═════ SUPPLIED MATERIAL
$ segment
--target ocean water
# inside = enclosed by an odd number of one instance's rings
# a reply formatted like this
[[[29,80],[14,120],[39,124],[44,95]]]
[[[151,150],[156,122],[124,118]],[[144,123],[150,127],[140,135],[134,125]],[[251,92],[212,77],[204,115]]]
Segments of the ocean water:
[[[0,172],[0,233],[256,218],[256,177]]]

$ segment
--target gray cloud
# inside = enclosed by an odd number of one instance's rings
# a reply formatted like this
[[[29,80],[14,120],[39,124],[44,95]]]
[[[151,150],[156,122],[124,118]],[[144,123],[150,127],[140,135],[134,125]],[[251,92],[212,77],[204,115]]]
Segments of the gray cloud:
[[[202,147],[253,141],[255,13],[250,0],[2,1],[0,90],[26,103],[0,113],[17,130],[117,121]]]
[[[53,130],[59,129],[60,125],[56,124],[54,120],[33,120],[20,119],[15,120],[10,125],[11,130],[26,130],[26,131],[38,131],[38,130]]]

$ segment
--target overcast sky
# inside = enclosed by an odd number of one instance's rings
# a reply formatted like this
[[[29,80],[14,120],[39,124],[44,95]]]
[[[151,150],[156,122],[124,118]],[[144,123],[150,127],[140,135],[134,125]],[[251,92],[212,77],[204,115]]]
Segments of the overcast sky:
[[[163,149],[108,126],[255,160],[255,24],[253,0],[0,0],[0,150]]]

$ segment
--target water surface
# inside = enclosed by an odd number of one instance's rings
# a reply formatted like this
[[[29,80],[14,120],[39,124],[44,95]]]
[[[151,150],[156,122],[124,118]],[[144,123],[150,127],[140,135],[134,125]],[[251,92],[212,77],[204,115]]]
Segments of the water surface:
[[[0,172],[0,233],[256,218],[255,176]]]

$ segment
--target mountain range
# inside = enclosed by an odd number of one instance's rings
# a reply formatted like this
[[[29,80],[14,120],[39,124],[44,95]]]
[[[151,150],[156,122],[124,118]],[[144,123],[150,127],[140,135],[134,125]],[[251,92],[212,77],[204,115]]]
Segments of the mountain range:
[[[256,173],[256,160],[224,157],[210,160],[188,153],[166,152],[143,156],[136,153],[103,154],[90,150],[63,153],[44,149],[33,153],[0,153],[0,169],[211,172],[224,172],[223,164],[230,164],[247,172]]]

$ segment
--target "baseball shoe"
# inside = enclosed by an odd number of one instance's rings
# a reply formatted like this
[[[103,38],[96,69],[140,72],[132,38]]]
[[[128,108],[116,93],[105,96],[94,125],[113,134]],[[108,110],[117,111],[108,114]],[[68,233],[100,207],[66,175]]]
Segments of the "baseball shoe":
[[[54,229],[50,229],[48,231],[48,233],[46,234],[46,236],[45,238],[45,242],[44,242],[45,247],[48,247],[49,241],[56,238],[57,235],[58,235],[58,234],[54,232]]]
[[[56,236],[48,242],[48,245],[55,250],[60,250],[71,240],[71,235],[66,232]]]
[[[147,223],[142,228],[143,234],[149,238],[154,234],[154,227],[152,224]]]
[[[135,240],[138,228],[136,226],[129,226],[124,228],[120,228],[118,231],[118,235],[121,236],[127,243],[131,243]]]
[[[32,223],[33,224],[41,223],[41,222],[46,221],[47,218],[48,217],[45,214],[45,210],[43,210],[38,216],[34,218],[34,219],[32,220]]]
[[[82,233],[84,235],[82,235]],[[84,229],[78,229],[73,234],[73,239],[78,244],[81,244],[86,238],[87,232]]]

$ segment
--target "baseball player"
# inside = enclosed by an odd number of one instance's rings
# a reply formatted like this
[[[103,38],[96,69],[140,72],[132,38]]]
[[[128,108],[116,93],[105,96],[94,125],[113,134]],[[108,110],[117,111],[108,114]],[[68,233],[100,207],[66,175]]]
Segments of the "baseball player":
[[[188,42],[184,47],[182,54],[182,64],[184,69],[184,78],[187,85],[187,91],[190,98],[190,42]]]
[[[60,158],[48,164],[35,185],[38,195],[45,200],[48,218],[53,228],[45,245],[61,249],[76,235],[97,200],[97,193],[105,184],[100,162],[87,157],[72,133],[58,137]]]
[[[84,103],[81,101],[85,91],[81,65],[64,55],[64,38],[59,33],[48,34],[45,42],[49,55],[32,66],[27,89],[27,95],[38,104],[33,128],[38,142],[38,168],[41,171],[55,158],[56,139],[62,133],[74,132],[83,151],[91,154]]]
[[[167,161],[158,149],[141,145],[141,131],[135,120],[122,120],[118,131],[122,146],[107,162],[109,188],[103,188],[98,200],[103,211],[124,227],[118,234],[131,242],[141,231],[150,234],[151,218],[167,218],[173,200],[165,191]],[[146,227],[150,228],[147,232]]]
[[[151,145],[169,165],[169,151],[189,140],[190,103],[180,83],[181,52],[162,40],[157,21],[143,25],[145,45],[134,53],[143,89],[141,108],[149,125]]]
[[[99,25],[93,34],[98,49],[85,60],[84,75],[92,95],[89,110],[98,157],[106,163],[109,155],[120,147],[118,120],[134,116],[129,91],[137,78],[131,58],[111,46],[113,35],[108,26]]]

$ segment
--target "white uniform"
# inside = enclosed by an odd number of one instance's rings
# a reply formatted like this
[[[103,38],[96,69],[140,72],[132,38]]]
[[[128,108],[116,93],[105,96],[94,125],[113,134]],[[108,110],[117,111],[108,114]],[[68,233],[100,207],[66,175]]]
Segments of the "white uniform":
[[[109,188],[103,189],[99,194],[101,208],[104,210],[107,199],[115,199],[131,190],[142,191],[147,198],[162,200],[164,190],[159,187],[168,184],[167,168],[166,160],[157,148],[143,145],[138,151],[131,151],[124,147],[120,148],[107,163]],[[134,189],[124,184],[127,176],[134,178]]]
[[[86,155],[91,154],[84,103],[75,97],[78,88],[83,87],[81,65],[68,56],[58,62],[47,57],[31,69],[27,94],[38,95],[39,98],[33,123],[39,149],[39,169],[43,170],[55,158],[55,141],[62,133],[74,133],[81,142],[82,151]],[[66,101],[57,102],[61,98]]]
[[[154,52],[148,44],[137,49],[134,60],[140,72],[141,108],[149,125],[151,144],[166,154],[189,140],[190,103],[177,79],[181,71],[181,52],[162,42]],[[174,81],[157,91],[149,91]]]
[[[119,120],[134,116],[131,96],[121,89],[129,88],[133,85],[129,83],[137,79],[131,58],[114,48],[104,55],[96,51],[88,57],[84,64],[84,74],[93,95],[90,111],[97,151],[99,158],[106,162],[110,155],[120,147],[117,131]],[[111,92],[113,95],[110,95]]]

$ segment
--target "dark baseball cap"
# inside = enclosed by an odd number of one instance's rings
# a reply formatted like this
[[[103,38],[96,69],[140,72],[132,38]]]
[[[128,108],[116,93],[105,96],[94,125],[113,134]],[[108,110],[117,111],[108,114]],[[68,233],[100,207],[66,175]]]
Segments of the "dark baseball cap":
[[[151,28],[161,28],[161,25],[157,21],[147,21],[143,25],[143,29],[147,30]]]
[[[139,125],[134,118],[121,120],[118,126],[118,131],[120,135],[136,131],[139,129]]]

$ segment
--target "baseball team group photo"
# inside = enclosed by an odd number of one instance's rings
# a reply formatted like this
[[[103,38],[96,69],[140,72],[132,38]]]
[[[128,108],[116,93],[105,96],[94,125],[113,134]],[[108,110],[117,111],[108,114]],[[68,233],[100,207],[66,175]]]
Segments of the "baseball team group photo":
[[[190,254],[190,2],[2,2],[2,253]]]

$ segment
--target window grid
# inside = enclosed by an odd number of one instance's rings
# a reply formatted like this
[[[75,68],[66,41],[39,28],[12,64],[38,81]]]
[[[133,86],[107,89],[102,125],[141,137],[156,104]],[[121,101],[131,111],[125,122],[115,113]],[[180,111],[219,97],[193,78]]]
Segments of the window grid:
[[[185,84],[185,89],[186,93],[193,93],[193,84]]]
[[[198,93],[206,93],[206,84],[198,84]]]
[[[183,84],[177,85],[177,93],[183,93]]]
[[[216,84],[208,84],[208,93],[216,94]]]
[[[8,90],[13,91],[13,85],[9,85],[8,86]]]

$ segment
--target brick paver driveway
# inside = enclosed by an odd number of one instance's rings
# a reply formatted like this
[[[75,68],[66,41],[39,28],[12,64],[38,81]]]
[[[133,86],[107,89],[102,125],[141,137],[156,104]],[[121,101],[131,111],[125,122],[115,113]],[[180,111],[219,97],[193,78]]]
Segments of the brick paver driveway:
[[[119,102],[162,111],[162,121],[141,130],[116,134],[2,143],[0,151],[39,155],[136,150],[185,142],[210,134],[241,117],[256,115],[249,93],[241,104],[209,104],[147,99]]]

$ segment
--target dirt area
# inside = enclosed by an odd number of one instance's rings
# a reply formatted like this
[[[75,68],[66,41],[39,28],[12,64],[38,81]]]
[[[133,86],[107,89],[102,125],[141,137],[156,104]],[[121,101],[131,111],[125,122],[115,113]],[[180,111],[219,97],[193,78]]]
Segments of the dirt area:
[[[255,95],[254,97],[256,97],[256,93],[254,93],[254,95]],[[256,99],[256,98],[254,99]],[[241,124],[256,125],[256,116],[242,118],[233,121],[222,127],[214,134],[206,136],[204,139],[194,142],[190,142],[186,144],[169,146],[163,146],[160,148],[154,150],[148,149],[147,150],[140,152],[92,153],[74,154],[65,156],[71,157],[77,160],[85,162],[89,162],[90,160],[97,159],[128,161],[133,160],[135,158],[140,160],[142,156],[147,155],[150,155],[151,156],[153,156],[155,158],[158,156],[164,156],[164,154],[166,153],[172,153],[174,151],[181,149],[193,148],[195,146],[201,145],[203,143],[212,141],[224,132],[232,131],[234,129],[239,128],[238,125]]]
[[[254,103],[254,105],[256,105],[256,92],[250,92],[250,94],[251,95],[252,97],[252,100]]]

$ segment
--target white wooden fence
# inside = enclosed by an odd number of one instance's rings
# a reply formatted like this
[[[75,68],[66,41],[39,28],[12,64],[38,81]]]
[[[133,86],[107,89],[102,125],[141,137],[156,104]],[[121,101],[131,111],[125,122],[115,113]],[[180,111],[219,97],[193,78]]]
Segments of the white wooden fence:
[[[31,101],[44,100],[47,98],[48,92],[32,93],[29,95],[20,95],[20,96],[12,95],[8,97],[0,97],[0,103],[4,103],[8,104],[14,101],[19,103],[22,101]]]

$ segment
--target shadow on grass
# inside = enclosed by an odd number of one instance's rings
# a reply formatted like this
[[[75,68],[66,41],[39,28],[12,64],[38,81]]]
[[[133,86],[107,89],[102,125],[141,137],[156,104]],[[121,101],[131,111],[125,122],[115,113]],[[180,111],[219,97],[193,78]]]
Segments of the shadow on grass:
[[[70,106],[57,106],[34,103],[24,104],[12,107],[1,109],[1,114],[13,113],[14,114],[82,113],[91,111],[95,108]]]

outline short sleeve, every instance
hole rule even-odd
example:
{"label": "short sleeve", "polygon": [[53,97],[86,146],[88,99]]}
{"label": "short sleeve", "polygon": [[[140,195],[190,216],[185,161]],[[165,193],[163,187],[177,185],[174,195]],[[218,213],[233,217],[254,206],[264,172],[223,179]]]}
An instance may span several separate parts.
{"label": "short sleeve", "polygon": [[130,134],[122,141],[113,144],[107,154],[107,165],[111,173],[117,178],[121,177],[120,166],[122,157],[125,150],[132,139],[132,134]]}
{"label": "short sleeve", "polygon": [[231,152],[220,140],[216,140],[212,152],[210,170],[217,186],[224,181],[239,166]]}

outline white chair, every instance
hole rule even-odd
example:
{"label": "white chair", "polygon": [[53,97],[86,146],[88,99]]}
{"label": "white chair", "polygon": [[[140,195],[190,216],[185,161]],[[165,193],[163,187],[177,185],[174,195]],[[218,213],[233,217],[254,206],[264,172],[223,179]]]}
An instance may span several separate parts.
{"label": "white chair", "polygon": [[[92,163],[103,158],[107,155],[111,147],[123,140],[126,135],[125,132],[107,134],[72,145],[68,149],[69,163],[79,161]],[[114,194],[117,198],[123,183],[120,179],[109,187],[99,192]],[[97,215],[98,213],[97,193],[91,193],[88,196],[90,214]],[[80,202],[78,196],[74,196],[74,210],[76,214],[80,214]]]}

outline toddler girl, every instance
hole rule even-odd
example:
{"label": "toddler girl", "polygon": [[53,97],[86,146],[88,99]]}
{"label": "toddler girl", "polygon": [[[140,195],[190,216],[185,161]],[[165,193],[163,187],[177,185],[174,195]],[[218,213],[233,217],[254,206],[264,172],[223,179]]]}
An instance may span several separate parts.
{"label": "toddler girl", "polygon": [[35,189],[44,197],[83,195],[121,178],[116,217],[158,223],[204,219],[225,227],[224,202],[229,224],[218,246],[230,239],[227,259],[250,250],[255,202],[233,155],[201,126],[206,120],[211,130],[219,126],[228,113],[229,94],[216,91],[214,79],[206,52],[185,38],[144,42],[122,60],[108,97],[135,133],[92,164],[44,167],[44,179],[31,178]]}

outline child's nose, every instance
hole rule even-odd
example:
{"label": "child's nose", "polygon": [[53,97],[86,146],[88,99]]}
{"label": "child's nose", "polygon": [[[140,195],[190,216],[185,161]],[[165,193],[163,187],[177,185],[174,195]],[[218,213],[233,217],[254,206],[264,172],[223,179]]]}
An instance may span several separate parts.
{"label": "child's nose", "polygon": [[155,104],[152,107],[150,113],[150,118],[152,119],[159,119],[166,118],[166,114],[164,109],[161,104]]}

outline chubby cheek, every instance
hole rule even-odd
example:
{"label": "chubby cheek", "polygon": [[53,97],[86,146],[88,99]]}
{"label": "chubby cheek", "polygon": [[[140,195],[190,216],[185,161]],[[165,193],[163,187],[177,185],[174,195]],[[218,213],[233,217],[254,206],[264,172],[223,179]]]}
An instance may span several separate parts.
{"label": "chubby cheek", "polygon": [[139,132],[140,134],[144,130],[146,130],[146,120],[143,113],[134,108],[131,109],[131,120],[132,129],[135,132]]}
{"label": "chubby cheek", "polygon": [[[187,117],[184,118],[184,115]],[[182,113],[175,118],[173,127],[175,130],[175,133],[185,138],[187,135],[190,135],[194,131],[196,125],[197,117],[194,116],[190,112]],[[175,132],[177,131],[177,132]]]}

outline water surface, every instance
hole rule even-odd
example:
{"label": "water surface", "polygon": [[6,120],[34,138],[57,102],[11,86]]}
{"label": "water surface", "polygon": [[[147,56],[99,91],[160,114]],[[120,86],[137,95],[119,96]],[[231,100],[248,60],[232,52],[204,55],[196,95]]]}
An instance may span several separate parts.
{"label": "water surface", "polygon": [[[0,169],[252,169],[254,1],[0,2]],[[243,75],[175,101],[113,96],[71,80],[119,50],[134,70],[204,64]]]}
══════════
TASK DESCRIPTION:
Rescale the material starting at its first line and ending at the line containing "[[[0,172],[0,233],[256,218],[256,177]]]", giving all of those lines again with the requests included. Multiply every polygon coordinate in the answers by 2.55 and round to whole numbers, with halves rounded up, but leave the numbers in the requests and their format samples unchanged.

REPLY TO THE TASK:
$ segment
--target ocean water
# inside = enclosed by an odd number of one instance's rings
# a reply formatted like this
[[[29,80],[14,120],[39,124],[44,95]]]
[[[151,150],[156,122],[124,118]],[[144,123],[150,127],[140,135],[134,125]],[[251,92],[212,77],[204,115]]]
Segments of the ocean water:
[[[0,439],[0,594],[653,556],[653,451]]]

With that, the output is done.